-- INSTRUCTIONS FOR THE TASK --
Write out the stretch of lines below that begins at the line with "Every instance of the calochortus" and ends at the line with "Every instance of the green", including both, exactly as given and nothing more.

-- MATERIAL SUPPLIED --
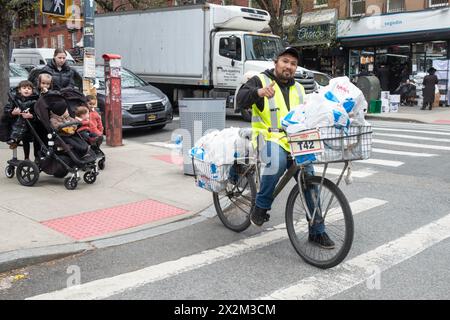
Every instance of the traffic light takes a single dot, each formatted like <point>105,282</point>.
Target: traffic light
<point>54,7</point>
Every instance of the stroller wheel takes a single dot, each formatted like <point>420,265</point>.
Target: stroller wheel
<point>101,164</point>
<point>90,177</point>
<point>10,171</point>
<point>27,173</point>
<point>71,183</point>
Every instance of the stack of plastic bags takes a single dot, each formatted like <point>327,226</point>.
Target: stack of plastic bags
<point>217,151</point>
<point>340,105</point>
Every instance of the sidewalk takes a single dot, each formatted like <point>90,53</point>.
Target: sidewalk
<point>141,188</point>
<point>439,115</point>
<point>140,193</point>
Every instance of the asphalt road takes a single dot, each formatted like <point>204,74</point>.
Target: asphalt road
<point>401,247</point>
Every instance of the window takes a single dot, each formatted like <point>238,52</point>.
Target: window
<point>61,41</point>
<point>320,3</point>
<point>396,6</point>
<point>357,8</point>
<point>230,47</point>
<point>437,3</point>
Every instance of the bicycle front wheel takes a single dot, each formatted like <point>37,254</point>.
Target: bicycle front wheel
<point>234,204</point>
<point>332,210</point>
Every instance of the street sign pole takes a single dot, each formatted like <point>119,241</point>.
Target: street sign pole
<point>89,48</point>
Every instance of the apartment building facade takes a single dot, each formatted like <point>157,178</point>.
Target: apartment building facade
<point>43,31</point>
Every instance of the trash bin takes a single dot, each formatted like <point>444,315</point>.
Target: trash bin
<point>375,106</point>
<point>370,86</point>
<point>198,115</point>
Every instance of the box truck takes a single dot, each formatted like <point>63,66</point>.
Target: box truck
<point>193,51</point>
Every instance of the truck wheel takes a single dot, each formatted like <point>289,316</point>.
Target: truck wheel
<point>246,114</point>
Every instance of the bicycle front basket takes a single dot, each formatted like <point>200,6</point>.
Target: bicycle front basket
<point>340,145</point>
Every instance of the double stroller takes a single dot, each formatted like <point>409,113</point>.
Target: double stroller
<point>55,156</point>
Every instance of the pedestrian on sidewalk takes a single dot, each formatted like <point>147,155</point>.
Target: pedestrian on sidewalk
<point>63,75</point>
<point>270,95</point>
<point>429,88</point>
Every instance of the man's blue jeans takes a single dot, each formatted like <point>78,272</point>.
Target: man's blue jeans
<point>276,160</point>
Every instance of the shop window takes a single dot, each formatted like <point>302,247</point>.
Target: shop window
<point>395,6</point>
<point>320,3</point>
<point>357,8</point>
<point>437,3</point>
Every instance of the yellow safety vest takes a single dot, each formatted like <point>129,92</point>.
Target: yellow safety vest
<point>274,111</point>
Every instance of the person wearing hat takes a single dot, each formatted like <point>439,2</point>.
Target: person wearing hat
<point>271,95</point>
<point>429,88</point>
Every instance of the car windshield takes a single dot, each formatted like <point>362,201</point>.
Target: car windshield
<point>17,71</point>
<point>129,79</point>
<point>322,79</point>
<point>263,48</point>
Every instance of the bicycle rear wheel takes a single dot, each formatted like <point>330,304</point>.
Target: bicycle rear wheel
<point>335,210</point>
<point>234,204</point>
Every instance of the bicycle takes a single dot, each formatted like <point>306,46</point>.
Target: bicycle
<point>320,199</point>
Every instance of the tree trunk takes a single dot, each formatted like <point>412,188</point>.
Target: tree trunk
<point>5,32</point>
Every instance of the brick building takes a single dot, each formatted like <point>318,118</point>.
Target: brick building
<point>42,31</point>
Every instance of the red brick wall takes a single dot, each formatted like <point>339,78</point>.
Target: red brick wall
<point>40,32</point>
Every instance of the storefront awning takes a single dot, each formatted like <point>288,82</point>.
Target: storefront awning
<point>401,27</point>
<point>317,27</point>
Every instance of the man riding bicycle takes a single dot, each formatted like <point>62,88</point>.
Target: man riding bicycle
<point>270,96</point>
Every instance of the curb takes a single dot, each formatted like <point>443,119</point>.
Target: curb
<point>367,116</point>
<point>17,259</point>
<point>22,258</point>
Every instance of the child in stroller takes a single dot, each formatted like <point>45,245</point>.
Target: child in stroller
<point>88,132</point>
<point>407,92</point>
<point>58,155</point>
<point>19,108</point>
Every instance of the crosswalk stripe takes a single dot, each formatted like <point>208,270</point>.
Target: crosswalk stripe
<point>404,136</point>
<point>418,126</point>
<point>361,268</point>
<point>388,163</point>
<point>103,288</point>
<point>414,131</point>
<point>364,173</point>
<point>412,145</point>
<point>404,153</point>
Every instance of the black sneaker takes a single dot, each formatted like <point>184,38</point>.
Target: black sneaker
<point>322,240</point>
<point>259,216</point>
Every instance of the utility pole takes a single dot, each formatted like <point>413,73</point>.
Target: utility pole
<point>89,48</point>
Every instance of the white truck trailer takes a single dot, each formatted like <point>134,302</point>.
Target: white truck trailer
<point>193,51</point>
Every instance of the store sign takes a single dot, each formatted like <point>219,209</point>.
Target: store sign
<point>426,20</point>
<point>316,34</point>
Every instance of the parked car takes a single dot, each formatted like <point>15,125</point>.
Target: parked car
<point>16,74</point>
<point>143,105</point>
<point>36,56</point>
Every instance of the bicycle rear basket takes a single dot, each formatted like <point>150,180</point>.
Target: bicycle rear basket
<point>210,176</point>
<point>339,145</point>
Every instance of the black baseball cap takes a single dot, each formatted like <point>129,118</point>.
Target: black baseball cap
<point>289,50</point>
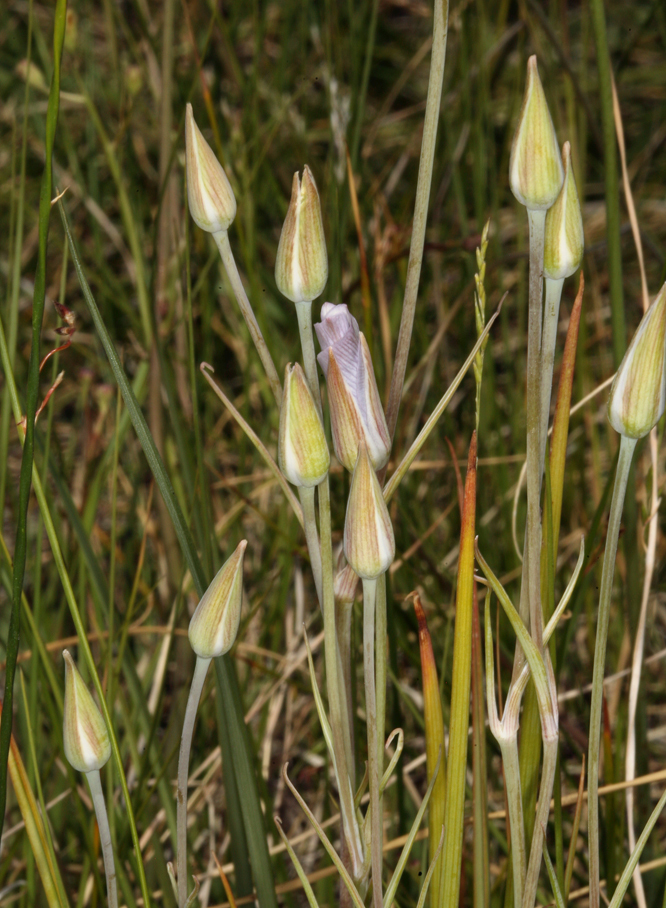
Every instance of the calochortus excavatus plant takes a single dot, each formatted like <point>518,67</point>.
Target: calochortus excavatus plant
<point>362,435</point>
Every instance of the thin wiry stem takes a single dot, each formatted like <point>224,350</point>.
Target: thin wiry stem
<point>369,602</point>
<point>222,241</point>
<point>95,783</point>
<point>437,61</point>
<point>200,671</point>
<point>627,446</point>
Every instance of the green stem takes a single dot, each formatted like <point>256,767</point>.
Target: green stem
<point>312,537</point>
<point>339,722</point>
<point>200,672</point>
<point>99,804</point>
<point>436,79</point>
<point>222,242</point>
<point>369,602</point>
<point>533,470</point>
<point>549,337</point>
<point>627,446</point>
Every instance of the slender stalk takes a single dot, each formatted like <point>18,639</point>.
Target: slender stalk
<point>222,242</point>
<point>627,446</point>
<point>369,603</point>
<point>436,78</point>
<point>548,338</point>
<point>312,537</point>
<point>99,804</point>
<point>514,801</point>
<point>533,541</point>
<point>200,671</point>
<point>339,722</point>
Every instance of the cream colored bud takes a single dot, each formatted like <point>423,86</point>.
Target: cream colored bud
<point>368,541</point>
<point>84,732</point>
<point>209,192</point>
<point>356,410</point>
<point>638,393</point>
<point>301,266</point>
<point>302,449</point>
<point>535,168</point>
<point>214,624</point>
<point>564,241</point>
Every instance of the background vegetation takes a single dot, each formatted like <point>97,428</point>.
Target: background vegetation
<point>275,86</point>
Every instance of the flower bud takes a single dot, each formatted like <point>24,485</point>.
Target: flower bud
<point>535,168</point>
<point>638,393</point>
<point>301,266</point>
<point>564,241</point>
<point>356,410</point>
<point>214,624</point>
<point>84,733</point>
<point>302,449</point>
<point>209,192</point>
<point>368,541</point>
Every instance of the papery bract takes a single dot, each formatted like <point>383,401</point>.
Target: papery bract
<point>638,393</point>
<point>214,625</point>
<point>368,540</point>
<point>85,735</point>
<point>356,410</point>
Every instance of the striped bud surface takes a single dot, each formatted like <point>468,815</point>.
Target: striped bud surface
<point>564,241</point>
<point>356,410</point>
<point>535,168</point>
<point>215,622</point>
<point>368,540</point>
<point>638,393</point>
<point>301,265</point>
<point>84,733</point>
<point>302,450</point>
<point>209,193</point>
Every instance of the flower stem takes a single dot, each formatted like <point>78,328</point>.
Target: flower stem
<point>222,242</point>
<point>200,670</point>
<point>369,603</point>
<point>548,338</point>
<point>533,542</point>
<point>627,446</point>
<point>312,538</point>
<point>95,783</point>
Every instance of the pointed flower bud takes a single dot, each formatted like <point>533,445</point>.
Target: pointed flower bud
<point>301,266</point>
<point>564,241</point>
<point>214,624</point>
<point>84,733</point>
<point>638,393</point>
<point>369,542</point>
<point>535,168</point>
<point>356,410</point>
<point>302,449</point>
<point>209,192</point>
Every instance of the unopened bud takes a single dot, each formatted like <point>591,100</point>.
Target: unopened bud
<point>564,240</point>
<point>84,733</point>
<point>368,541</point>
<point>638,393</point>
<point>214,624</point>
<point>356,410</point>
<point>535,168</point>
<point>302,449</point>
<point>209,192</point>
<point>301,266</point>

-- RESPONSE AREA --
Every instance of the calochortus excavatus plant takes a single dot, each formatted like <point>518,67</point>.
Target: calochortus excavatus plant
<point>362,435</point>
Every instance of the thin wiry stem takes a single dot, each formatted like <point>224,350</point>.
Target: thin wiry stem
<point>369,602</point>
<point>222,241</point>
<point>95,783</point>
<point>437,61</point>
<point>200,671</point>
<point>627,446</point>
Every instance of the green stem takes a single dot, each formatted like <point>256,767</point>.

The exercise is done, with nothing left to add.